It’s official: pubs make you happy
There was a generally gloomy prognosis on the state of the British pub on The Economist’s website last week . Of the local JD Wetherspoon, the anonymous author writes: “Sadly, the tables are as sticky as ever and, while the cigarette smoke has gone, that has only allowed the toilets’ odour to pervade the entire place.” But there’s a rather heartening conclusion: “To me, pubs seem the most significant contribution that the British have made to the cause of human happiness.” Discuss.
It’s grim for pubs in Grimsby
It’s looking like a wipe-out at Grimsby’s Riverhead retail complex. A Chicago Rock Cafe closed 18 months ago, while a Yates’s closed at the start of the year. Now Regent Inns’ Walkabout has closed its doors, leaving just a JD Wetherspoon Lloyds No1 and an independent bar called Musika. A staff member at Walkabout, who did not wish to be named, said: “This was expected, the pub is just not busy any more. It isn’t worth staying open. It is just rubbish in Grimsby at the minute. Everyone is going out in Cleethorpes, and when we have closed people aren’t going to come out in Grimsby for just two pubs.” A Regent spokesperson tells City Diary: “The area has been suffering quite a bit. For the moment, it’s the only one closing — there are no wider conclusions to be drawn.”
Former Indie ed’s pub prattle
Sometimes you could scream. Former Independent editor Pete Wilby, writing in the New Statesman, offers this assessment of what ails the pub sector. “The pubcos are particularly single-minded, and if the returns from selling booze aren’t sky high they maintain shareholder value by selling off the premises. The main obstacle to their doing so is planning law, which may prevent a change of use. That is why the companies sometimes run down a pub deliberately, putting in a hopeless manager or charging extortionate rent, so that it becomes unviable. Then the council has no alternative, but to approve the land being used for luxury homes or flats.” Seriously stupid, Pete.

SET PROBLEM 1: Copy the entries below from the line containing "Does this scene contain any blue" down to the line containing "[[113, 55, 188, 114]]", both ends included and requests kept. Multiply every coordinate in the answers by 0.8, rounding to whole numbers with halves going up.

RECORDS FOR THE TASK:
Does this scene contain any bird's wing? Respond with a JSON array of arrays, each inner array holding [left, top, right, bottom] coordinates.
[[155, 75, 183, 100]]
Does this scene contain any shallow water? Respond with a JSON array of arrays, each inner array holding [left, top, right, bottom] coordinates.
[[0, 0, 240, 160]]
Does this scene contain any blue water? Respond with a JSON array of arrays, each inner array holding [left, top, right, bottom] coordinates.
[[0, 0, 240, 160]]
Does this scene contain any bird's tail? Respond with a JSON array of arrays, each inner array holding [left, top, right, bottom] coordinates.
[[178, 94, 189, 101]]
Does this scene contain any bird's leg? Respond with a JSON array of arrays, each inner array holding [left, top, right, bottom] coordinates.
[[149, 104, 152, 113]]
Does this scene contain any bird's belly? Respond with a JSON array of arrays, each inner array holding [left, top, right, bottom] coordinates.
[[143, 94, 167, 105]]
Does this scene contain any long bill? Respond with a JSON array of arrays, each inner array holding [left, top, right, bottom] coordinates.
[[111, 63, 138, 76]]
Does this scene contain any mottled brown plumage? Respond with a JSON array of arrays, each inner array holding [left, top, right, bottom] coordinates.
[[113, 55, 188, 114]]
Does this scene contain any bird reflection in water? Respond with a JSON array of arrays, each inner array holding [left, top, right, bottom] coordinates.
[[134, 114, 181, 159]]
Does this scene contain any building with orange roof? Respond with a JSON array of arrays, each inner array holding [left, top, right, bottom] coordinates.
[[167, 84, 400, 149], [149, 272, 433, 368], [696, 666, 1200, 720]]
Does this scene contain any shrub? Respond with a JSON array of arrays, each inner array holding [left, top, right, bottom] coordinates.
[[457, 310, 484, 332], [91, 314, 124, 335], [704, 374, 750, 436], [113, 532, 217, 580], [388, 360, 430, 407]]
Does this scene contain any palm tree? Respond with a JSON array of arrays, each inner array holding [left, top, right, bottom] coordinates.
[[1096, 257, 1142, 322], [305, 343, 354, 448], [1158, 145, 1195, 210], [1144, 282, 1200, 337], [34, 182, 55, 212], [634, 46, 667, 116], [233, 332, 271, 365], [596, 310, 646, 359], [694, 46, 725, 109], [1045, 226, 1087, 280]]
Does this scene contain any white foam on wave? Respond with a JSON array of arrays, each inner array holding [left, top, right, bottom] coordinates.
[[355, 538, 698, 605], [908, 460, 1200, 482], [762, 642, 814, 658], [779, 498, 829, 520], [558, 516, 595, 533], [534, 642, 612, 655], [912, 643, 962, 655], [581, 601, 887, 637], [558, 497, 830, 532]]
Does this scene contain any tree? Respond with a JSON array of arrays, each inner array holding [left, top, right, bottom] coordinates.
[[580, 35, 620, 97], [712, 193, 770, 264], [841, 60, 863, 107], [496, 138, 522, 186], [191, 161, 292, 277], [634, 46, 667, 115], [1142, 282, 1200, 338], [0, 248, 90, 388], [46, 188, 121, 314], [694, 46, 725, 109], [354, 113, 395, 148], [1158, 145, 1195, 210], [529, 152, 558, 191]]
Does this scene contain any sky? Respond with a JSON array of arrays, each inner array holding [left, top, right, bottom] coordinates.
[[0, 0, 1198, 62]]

SET PROBLEM 2: According to the pub news items, which two venues remain open at Grimsby's Riverhead retail complex now that Walkabout has closed?

RESULT 1:
Does this scene contain any blue water? Respond with a JSON array of arrays, each inner array holding [left, top, right, bottom] coordinates.
[[0, 0, 192, 128]]
Does this scene contain any bird's tail? Respond with a JSON array of arrays, each inner array holding [left, top, right, bottom] coordinates.
[[142, 75, 151, 81]]
Does this scene contain any bird's leg? Respond with a JSON array of arrays, each inner array holding [left, top, right, bottom] coordinates.
[[119, 83, 122, 90]]
Does this scene contain any bird's belly? Respond with a JSON array of arrays, each inner array holding [left, top, right, bottom] coordinates.
[[114, 75, 134, 84]]
Does this scene contain any long bill? Respond with a JSON array of arrays, each inner array holding [left, top, right, bottom] coordinates.
[[89, 50, 110, 61]]
Does this scene contain any mottled brown plumage? Respond with a JSON array of arrays, each inner array holding [left, top, right, bottom] coordinates.
[[90, 44, 150, 91]]

RESULT 2: A JD Wetherspoon Lloyds No1 and an independent bar called Musika.